**What you need to do**
(A) In the patch description, which of the two proposed fixes is chosen?
(B) Find every line of the entries that contains the word "throw", and copy each such line.

**Quoted passage**

--

From: Eric Biggers ebiggers@google.com
Once all I/O using a blk_crypto_key has completed, filesystems can call blk_crypto_evict_key(). However, the block layer currently doesn't call blk_crypto_put_keyslot() until the request is being freed, which happens after upper layers have been told (via bio_endio()) the I/O has completed. This causes a race condition where blk_crypto_evict_key() can see 'slot_refs != 0' without there being an actual bug.
This makes __blk_crypto_evict_key() hit the 'WARN_ON_ONCE(atomic_read(&slot->slot_refs) != 0)' and return without doing anything, eventually causing a use-after-free in blk_crypto_reprogram_all_keys(). (This is a very rare bug and has only been seen when per-file keys are being used with fscrypt.)
There are two options to fix this: either release the keyslot before bio_endio() is called on the request's last bio, or make __blk_crypto_evict_key() ignore slot_refs. Let's go with the first solution, since it preserves the ability to report bugs (via WARN_ON_ONCE) where a key is evicted while still in-use.
Fixes: a892c8d52c02 ("block: Inline encryption support for blk-mq") Cc: stable@vger.kernel.org Signed-off-by: Eric Biggers ebiggers@google.com --- block/blk-crypto-internal.h | 25 +++++++++++++++++++++---- block/blk-crypto.c | 24 ++++++++++++------------ block/blk-merge.c | 2 ++ block/blk-mq.c | 15 ++++++++++++++- 4 files changed, 49 insertions(+), 17 deletions(-)

--

**Data records**
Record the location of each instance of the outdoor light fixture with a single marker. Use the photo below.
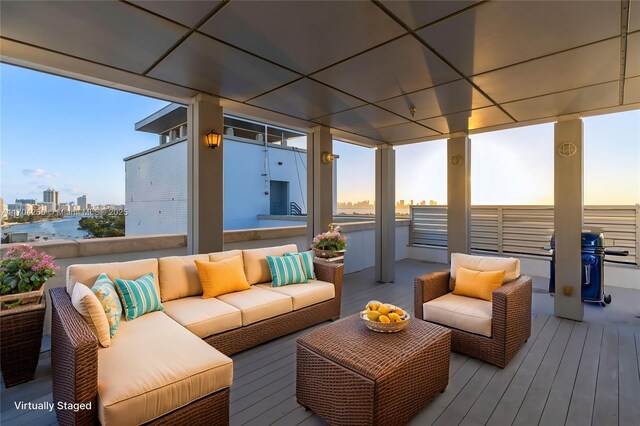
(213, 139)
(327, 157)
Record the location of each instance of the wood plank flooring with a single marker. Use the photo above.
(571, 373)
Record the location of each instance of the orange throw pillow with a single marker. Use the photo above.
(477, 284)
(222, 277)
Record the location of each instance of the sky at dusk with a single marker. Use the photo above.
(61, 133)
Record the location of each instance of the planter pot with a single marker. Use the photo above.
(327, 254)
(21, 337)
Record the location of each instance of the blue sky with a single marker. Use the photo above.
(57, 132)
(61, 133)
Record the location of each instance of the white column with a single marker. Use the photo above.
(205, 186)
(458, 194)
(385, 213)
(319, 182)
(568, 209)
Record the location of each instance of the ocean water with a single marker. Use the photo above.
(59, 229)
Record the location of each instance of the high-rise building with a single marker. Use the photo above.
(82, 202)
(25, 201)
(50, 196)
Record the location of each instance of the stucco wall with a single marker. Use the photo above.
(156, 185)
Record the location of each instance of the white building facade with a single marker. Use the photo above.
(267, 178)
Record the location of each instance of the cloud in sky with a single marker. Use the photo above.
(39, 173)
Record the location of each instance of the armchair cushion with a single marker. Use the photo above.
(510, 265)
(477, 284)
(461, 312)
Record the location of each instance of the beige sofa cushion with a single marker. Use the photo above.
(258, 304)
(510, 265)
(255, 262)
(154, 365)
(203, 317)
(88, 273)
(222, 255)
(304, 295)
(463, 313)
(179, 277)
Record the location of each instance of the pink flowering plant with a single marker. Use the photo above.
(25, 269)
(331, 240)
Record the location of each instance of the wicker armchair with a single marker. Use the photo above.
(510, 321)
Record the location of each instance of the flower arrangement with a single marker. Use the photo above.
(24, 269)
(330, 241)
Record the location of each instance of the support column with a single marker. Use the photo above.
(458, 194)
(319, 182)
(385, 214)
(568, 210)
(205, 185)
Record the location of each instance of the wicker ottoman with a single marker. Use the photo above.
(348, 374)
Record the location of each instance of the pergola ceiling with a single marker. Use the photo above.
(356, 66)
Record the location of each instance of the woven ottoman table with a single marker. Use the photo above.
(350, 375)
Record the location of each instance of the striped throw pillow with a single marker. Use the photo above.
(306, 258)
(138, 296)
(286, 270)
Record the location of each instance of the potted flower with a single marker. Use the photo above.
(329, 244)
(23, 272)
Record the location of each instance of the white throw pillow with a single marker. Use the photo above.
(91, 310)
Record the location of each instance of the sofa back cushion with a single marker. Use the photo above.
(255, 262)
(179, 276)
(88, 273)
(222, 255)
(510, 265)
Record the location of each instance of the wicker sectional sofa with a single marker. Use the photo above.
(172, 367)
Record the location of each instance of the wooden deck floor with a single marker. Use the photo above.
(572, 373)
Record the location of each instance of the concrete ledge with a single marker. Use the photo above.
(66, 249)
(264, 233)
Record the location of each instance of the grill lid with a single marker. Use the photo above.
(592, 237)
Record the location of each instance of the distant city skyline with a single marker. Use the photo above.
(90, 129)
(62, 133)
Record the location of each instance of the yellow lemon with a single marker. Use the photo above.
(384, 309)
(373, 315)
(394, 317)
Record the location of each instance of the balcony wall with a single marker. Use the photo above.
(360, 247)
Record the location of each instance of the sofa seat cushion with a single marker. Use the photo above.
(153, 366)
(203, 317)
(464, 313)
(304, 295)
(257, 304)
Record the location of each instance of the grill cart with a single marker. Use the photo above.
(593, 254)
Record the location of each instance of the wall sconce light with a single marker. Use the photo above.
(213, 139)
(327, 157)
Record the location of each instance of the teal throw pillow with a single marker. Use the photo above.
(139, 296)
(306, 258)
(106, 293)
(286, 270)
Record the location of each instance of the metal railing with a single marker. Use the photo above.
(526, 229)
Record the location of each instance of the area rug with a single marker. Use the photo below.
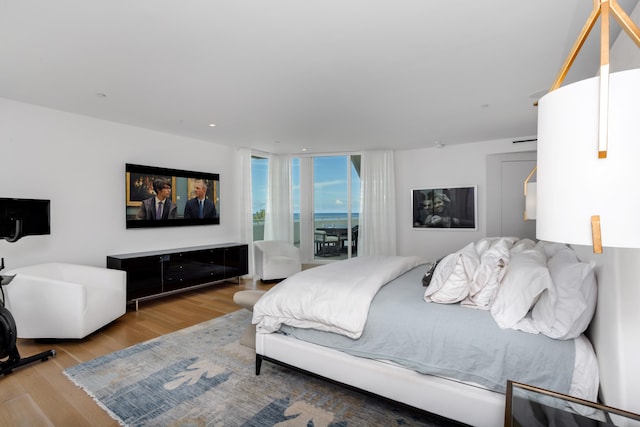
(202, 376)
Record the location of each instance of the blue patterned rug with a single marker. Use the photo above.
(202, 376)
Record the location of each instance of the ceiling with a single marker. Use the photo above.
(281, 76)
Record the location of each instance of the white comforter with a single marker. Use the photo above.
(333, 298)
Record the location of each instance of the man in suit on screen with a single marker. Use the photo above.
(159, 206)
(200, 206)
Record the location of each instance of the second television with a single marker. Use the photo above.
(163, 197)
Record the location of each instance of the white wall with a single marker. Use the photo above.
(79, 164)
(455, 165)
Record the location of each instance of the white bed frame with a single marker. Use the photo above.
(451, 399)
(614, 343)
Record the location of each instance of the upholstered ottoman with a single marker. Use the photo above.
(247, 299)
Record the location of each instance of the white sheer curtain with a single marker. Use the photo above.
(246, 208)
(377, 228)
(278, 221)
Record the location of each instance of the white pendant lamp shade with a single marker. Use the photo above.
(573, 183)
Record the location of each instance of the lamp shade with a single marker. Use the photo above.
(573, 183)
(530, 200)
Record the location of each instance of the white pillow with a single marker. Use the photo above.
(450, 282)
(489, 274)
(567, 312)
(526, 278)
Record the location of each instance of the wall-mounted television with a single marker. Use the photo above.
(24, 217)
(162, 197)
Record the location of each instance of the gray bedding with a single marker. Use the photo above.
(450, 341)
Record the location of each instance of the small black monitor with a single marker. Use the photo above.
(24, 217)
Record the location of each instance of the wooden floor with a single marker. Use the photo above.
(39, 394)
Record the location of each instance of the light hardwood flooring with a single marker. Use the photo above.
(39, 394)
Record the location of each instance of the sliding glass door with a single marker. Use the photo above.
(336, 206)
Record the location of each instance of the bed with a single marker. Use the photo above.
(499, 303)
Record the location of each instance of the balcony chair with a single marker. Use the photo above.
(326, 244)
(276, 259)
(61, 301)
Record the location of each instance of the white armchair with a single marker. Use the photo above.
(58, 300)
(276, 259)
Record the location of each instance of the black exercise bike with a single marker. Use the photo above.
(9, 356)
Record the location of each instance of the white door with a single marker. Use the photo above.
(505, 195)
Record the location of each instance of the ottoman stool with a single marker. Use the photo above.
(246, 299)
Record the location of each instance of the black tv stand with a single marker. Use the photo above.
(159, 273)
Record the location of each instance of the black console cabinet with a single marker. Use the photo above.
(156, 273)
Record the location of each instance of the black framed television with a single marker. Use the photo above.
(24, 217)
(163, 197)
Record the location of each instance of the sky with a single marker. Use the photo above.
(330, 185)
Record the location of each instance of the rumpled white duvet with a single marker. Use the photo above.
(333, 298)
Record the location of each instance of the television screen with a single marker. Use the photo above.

--

**Expected outputs**
(A) Releasing the keyslot before bio_endio() is called on the request's last bio.

(B)
Record the location of each instance of the orange throw pillow with a single marker. Use the photo above.
Record the location of each instance of the striped throw pillow with a single marker. Use the photo above.
Record the location of each instance of the white throw pillow with a single marker. Use the photo above.
Record the location of each instance of the teal throw pillow with a single marker. Use the photo above.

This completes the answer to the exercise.